Given problem
Report each line of the records that contains the word "leaf", copying every such line in full.
--- Start of Rows ---
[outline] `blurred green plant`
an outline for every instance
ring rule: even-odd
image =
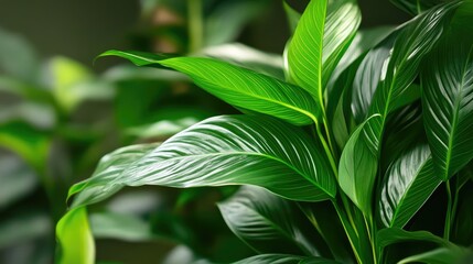
[[[236,263],[469,263],[473,41],[463,33],[473,1],[422,7],[397,29],[365,32],[354,0],[310,1],[302,14],[286,4],[294,25],[279,65],[286,78],[269,59],[101,54],[183,73],[244,114],[106,155],[69,189],[64,219],[127,186],[244,185],[218,202],[257,254]],[[66,254],[75,229],[61,230]],[[171,238],[191,250],[171,263],[221,261]]]
[[[234,41],[269,1],[190,1],[197,2],[191,9],[184,1],[142,2],[141,25],[131,34],[140,48],[251,61],[255,67],[269,61],[273,66],[268,70],[280,70],[280,56],[224,44]],[[243,10],[248,12],[240,15]],[[223,30],[224,21],[233,23]],[[234,56],[227,56],[229,50]],[[0,29],[0,262],[52,262],[53,227],[66,210],[67,189],[89,175],[105,153],[132,143],[162,142],[208,117],[233,111],[195,89],[182,74],[115,66],[97,75],[71,58],[44,61],[25,40]],[[227,246],[246,256],[248,249],[224,229],[213,209],[214,201],[234,191],[160,189],[159,196],[149,189],[123,191],[92,208],[90,223],[85,210],[76,210],[56,232],[63,237],[64,229],[74,226],[77,233],[63,238],[78,243],[77,235],[84,234],[80,241],[86,246],[92,230],[104,251],[109,243],[132,241],[157,244],[164,255],[178,241],[186,241],[202,255]],[[197,198],[208,201],[196,202]],[[222,232],[208,235],[201,227]],[[94,254],[83,255],[80,249],[65,252],[65,262],[90,261]],[[216,257],[226,260],[222,254]]]

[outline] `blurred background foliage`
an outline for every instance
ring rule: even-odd
[[[307,4],[289,2],[299,10]],[[364,28],[409,18],[388,1],[359,4]],[[204,54],[254,67],[264,62],[265,70],[282,74],[276,54],[290,35],[283,4],[275,0],[0,0],[0,263],[53,262],[67,189],[106,153],[159,143],[207,117],[237,112],[180,74],[93,63],[98,54]],[[90,209],[98,262],[250,255],[215,206],[235,191],[121,191]]]

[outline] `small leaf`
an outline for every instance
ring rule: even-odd
[[[68,211],[57,222],[56,235],[61,245],[61,253],[56,260],[57,263],[94,263],[95,244],[85,207]]]
[[[458,249],[453,243],[428,231],[406,231],[400,228],[387,228],[381,229],[376,233],[376,245],[378,246],[379,252],[390,244],[408,241],[431,242],[447,248]]]
[[[378,167],[376,134],[380,116],[373,116],[350,136],[338,165],[338,184],[342,190],[365,216],[372,213],[372,193]]]
[[[398,264],[406,263],[429,263],[429,264],[466,264],[473,260],[473,252],[463,249],[447,249],[440,248],[437,250],[423,252],[417,255],[406,257]]]
[[[427,145],[417,145],[401,154],[389,166],[381,185],[379,216],[383,223],[402,228],[440,183]]]
[[[427,139],[442,180],[473,158],[473,47],[454,44],[440,45],[421,74]]]
[[[243,186],[218,209],[229,229],[259,253],[319,255],[297,205],[262,188]]]
[[[320,105],[359,21],[354,1],[311,1],[298,23],[288,48],[289,74]]]
[[[266,113],[304,125],[316,120],[320,106],[297,86],[212,58],[175,57],[108,51],[100,56],[120,56],[138,66],[161,66],[189,75],[196,85],[238,108]]]
[[[216,117],[157,148],[141,145],[109,154],[69,196],[79,193],[74,204],[79,206],[123,186],[257,185],[292,200],[325,200],[335,197],[336,184],[318,148],[303,130],[270,117]]]

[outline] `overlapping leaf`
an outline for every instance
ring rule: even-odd
[[[372,193],[378,168],[380,116],[373,116],[350,136],[338,164],[338,184],[342,190],[363,211],[372,213]]]
[[[379,216],[386,227],[402,228],[440,185],[430,150],[420,144],[401,154],[386,172]]]
[[[434,168],[447,180],[473,158],[472,47],[440,45],[421,81],[423,121]]]
[[[321,105],[325,85],[359,21],[355,1],[311,1],[298,23],[288,48],[289,74]]]
[[[244,186],[218,208],[232,231],[257,252],[319,255],[310,241],[315,230],[303,230],[310,224],[297,206],[262,188]]]
[[[336,193],[335,178],[316,144],[303,130],[270,117],[211,118],[158,148],[133,152],[110,154],[92,178],[74,186],[69,195],[79,193],[75,205],[141,185],[257,185],[304,201],[330,199]]]
[[[380,113],[384,122],[396,106],[406,101],[405,95],[418,75],[421,59],[442,36],[458,6],[459,2],[450,2],[431,9],[401,30],[381,70],[369,114]]]
[[[57,263],[92,264],[95,258],[94,238],[84,207],[68,211],[57,223],[56,235],[61,245]]]
[[[280,118],[297,125],[316,120],[320,106],[297,86],[228,63],[201,57],[169,58],[157,54],[108,51],[139,66],[164,66],[189,75],[196,85],[238,108]]]

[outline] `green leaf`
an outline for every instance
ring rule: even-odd
[[[240,43],[207,47],[202,54],[284,80],[281,55],[264,53]]]
[[[383,223],[402,228],[440,183],[429,146],[420,144],[402,153],[389,166],[381,185],[379,217]]]
[[[473,158],[472,47],[440,45],[421,74],[424,127],[438,176],[447,180]]]
[[[297,205],[262,188],[243,186],[218,209],[229,229],[258,253],[319,255]]]
[[[295,29],[298,28],[299,20],[301,20],[301,13],[293,9],[288,3],[288,0],[282,1],[282,8],[284,9],[286,16],[288,19],[289,29],[293,34],[295,32]]]
[[[311,1],[298,23],[288,48],[289,73],[321,106],[329,78],[359,21],[354,1]]]
[[[94,263],[95,244],[85,207],[68,211],[57,222],[56,235],[61,245],[61,253],[56,260],[57,263]]]
[[[376,245],[378,246],[379,252],[390,244],[408,241],[431,242],[447,248],[458,249],[453,243],[428,231],[406,231],[400,228],[387,228],[381,229],[376,233]]]
[[[440,248],[437,250],[423,252],[417,255],[408,256],[398,262],[406,263],[428,263],[428,264],[466,264],[473,260],[473,252],[463,249],[447,249]]]
[[[396,33],[388,36],[363,58],[353,80],[352,112],[356,123],[362,123],[372,105],[383,70],[389,62]]]
[[[449,2],[433,8],[410,21],[397,35],[369,106],[369,114],[383,116],[381,127],[388,113],[406,101],[405,95],[418,75],[421,59],[442,36],[458,6],[459,2]]]
[[[92,178],[71,188],[69,196],[79,193],[79,206],[123,186],[257,185],[292,200],[325,200],[335,197],[336,184],[321,153],[303,130],[277,119],[216,117],[154,150],[144,145],[109,154]]]
[[[116,239],[130,242],[143,242],[158,239],[151,226],[144,220],[123,213],[90,213],[90,229],[96,239]]]
[[[373,116],[350,136],[338,165],[338,184],[342,190],[365,216],[372,213],[372,193],[378,167],[376,134],[380,116]]]
[[[250,256],[234,264],[336,264],[338,262],[322,258],[284,254],[262,254]]]
[[[297,86],[212,58],[165,58],[157,54],[108,51],[100,56],[120,56],[138,66],[154,65],[189,75],[196,85],[238,108],[266,113],[297,125],[316,120],[318,108]],[[315,114],[315,116],[314,116]]]

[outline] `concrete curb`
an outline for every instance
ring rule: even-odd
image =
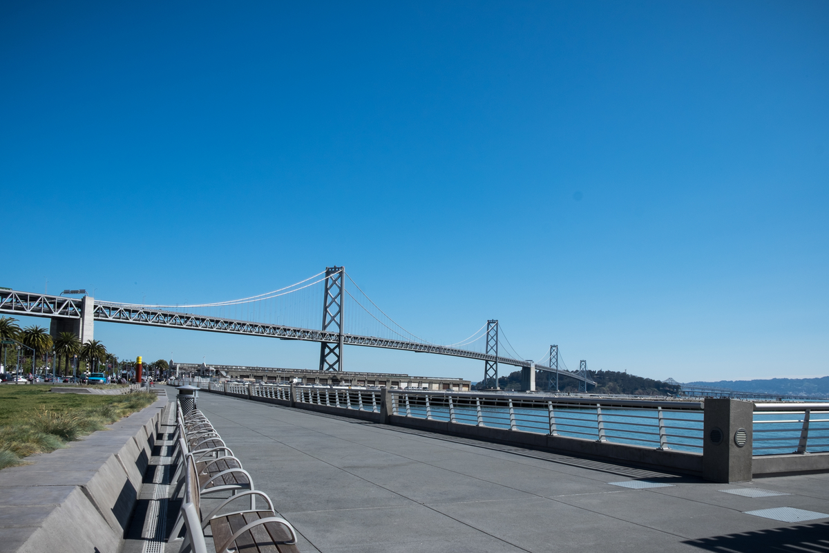
[[[0,553],[117,551],[167,404],[0,471]]]

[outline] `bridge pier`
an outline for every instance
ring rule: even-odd
[[[536,364],[530,361],[530,366],[521,367],[521,390],[536,391]]]
[[[80,300],[80,318],[52,318],[49,322],[49,334],[56,340],[61,332],[72,332],[78,337],[80,343],[95,340],[95,300],[84,296]]]

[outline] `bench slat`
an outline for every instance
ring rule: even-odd
[[[211,521],[213,543],[218,547],[236,530],[250,522],[268,517],[274,517],[274,513],[270,511],[257,511]],[[236,539],[237,551],[240,553],[299,553],[296,546],[274,544],[274,541],[285,541],[291,539],[290,532],[279,522],[269,522],[263,526],[254,528],[252,531],[253,534],[251,531],[246,531]]]

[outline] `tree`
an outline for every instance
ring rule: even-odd
[[[106,347],[98,340],[90,340],[80,347],[80,358],[86,361],[88,367],[92,367],[90,372],[98,372],[95,367],[106,360]]]
[[[65,376],[69,358],[80,353],[80,340],[75,332],[61,332],[55,341],[55,353],[63,357],[63,376]]]
[[[22,332],[23,337],[21,342],[35,351],[35,359],[43,355],[51,349],[52,340],[49,332],[43,327],[32,325],[23,329]],[[32,373],[35,374],[37,367],[35,359],[32,360]]]
[[[17,326],[17,319],[11,317],[0,317],[0,339],[2,340],[18,340],[20,337],[20,327]],[[6,344],[0,343],[0,359],[5,363]],[[6,370],[5,365],[3,370]]]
--- End of Rows ---
Result of this exercise
[outline] `small leaf`
[outline] `overlapping leaf`
[outline] `green leaf`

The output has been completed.